• **Records shown**:
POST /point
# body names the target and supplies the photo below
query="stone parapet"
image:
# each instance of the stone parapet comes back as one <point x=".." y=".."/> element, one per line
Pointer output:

• **Requirement**: Copy each entry exactly, with nothing added or dropped.

• **The answer**:
POST /point
# body names the target and supplies the photo below
query="stone parapet"
image:
# each instance of the stone parapet comes back as one <point x=".." y=".."/> element, one per line
Pointer output:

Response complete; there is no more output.